## Work instructions:
Output the rows from the line containing "Place one keypoint on each instance of the man and" through the line containing "point(574, 139)" as a two-column CSV with the headers text and answer. Give one CSV line per row, with each value in its own quoted field and line breaks turned into spaces.

Dataset entries
------

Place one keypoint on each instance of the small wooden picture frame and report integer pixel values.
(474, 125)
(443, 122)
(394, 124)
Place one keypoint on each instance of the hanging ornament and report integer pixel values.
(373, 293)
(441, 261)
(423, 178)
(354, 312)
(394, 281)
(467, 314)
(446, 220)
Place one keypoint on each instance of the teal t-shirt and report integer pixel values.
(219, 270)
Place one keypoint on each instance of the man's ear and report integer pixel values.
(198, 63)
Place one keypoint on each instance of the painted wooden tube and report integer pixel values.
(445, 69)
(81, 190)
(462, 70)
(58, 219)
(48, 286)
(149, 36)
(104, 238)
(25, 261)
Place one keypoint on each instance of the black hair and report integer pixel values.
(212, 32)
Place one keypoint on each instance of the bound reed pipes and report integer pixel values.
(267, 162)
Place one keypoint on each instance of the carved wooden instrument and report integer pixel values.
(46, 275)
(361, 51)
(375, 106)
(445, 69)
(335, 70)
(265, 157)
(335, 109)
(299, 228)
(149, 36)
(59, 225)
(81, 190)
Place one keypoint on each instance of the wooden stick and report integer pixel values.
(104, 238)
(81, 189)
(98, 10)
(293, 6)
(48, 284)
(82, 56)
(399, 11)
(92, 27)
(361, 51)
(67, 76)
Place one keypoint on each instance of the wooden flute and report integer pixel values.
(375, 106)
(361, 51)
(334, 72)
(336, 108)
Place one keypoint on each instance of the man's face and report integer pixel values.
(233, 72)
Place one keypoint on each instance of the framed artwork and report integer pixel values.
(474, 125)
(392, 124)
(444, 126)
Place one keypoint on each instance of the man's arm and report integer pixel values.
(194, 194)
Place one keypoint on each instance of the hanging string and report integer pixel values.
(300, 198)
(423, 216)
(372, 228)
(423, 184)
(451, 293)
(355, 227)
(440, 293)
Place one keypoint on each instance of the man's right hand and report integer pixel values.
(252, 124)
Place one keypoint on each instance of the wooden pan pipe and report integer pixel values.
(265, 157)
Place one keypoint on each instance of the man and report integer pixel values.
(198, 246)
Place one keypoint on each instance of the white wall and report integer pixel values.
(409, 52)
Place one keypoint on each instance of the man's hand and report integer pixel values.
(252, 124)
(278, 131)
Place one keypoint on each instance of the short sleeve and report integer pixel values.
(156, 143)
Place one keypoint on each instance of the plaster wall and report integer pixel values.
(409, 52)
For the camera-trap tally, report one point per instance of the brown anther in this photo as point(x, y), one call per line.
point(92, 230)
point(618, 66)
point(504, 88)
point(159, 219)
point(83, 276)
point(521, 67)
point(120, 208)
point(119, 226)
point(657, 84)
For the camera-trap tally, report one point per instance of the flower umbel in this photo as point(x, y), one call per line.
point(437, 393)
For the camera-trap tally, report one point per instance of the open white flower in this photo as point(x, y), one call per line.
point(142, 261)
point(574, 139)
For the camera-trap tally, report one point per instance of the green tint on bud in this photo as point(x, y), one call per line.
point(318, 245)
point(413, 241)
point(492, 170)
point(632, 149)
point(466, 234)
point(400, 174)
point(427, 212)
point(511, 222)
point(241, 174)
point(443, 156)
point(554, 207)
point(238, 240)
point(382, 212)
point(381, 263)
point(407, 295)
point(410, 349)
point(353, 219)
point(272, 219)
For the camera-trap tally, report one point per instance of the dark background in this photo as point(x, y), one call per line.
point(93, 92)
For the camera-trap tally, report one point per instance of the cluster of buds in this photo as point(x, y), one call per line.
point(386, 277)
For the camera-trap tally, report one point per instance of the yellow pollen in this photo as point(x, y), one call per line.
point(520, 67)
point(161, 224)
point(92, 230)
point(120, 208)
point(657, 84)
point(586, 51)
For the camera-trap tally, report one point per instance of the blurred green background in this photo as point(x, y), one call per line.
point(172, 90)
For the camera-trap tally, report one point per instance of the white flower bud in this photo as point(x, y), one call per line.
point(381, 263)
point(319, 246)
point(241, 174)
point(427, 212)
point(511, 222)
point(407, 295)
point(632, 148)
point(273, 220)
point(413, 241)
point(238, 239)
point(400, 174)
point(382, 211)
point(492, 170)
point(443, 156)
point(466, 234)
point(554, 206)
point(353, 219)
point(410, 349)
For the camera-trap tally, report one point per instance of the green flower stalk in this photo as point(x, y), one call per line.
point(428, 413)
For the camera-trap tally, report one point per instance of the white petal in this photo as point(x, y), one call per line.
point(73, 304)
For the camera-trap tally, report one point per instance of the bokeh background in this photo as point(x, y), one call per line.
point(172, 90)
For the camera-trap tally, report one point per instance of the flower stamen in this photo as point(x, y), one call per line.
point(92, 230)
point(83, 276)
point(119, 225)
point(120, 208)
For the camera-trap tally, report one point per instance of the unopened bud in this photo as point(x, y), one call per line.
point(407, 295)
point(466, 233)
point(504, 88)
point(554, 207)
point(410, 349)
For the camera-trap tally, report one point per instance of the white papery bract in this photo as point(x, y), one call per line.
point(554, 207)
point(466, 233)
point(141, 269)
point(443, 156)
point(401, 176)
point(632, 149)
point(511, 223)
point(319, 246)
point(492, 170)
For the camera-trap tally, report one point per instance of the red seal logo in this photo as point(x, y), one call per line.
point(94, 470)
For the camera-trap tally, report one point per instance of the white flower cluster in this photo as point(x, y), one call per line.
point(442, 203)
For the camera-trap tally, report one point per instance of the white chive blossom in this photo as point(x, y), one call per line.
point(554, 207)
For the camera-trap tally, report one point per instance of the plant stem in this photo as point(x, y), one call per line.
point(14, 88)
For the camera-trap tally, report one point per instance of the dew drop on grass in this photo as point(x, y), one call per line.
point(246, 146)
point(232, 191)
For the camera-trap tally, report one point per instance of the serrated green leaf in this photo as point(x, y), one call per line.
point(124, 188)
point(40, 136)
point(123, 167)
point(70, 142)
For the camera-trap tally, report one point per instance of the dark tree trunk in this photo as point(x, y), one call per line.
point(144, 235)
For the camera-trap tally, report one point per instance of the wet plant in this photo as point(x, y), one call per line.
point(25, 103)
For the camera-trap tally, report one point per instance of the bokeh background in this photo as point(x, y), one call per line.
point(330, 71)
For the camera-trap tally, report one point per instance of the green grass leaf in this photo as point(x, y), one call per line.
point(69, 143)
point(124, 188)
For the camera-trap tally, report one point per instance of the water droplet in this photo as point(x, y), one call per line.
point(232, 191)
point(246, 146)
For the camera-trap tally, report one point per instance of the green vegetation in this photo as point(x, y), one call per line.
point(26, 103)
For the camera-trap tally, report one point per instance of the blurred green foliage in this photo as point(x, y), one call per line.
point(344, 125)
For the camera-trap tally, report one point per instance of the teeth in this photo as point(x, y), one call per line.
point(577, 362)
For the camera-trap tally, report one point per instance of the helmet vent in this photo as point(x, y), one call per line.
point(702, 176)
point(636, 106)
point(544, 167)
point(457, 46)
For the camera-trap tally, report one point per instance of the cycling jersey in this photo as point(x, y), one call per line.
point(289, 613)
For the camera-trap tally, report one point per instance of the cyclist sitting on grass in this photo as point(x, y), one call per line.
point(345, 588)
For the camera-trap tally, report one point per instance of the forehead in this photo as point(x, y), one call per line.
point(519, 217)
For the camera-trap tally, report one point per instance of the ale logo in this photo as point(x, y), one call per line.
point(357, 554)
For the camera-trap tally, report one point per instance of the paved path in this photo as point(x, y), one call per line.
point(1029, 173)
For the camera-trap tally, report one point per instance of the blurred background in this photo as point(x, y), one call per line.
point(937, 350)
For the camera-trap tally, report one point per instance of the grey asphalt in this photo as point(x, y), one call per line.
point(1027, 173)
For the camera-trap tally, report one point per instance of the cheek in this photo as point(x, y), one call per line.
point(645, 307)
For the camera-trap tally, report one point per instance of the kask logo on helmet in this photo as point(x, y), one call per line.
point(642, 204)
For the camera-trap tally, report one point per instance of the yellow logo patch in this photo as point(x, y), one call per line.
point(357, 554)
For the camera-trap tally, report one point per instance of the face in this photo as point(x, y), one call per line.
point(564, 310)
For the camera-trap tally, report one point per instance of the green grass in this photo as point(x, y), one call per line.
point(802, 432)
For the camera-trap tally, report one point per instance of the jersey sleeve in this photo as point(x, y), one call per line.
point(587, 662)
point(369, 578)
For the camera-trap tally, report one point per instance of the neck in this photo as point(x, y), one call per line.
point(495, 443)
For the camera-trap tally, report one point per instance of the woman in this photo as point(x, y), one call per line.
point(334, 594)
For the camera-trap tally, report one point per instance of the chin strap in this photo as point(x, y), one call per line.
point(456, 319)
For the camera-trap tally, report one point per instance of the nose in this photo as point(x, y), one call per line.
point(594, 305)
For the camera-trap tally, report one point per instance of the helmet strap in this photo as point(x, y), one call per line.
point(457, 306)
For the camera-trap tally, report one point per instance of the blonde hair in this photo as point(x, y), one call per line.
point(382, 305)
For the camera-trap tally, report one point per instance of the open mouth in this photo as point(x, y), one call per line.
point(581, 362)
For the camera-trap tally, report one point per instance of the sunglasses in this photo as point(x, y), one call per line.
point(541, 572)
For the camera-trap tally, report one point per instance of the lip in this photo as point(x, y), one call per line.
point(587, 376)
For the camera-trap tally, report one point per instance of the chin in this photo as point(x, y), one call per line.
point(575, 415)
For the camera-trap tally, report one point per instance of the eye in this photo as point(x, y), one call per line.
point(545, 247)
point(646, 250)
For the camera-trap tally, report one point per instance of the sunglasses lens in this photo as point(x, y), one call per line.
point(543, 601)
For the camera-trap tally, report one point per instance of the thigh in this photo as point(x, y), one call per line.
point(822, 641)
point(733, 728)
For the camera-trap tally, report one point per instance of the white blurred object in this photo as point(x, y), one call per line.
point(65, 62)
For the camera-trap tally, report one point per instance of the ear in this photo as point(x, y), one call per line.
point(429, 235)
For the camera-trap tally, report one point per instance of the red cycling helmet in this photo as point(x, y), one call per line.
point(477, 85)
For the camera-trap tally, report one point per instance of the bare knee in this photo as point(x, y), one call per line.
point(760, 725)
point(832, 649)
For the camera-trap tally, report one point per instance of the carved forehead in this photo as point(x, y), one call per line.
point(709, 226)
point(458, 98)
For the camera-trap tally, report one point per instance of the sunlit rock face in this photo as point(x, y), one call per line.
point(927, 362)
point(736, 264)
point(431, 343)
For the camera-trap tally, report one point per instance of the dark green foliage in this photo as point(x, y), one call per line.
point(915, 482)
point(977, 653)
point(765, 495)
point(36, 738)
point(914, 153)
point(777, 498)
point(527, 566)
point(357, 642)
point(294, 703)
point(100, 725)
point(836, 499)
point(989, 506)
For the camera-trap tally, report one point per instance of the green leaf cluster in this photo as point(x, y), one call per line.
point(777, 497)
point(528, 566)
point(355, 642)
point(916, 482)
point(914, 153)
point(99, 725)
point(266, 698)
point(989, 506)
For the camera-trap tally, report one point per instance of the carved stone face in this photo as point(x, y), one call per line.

------

## Solved exercise:
text,answer
"Place one keypoint on each instance of the man and report integer pixel values.","(198, 246)"
"Place one keypoint on each instance of the white wall and report integer pixel values.","(409, 52)"
"Place one keypoint on each instance of the man's hand and report integer pixel values.","(252, 124) (278, 131)"
"Place one keypoint on each instance of the short sleeve and report integer pixel values.","(156, 143)"
"Place one keypoint on each instance of the plaster wall and report integer pixel values.","(409, 52)"
"For the camera-trap tally, report one point per instance of the brown anther in this photo as point(x, y), one call per line.","point(92, 230) point(618, 66) point(504, 88) point(159, 219) point(83, 276) point(521, 67) point(120, 208) point(119, 226) point(657, 84)"
"For the camera-trap tally, report one point per instance of the flower umbel in this photo as point(x, y), one call per line.","point(437, 393)"
"For the camera-trap tally, report one point per instance of the open white flower in this photo as point(x, y), one call per line.","point(142, 261) point(574, 139)"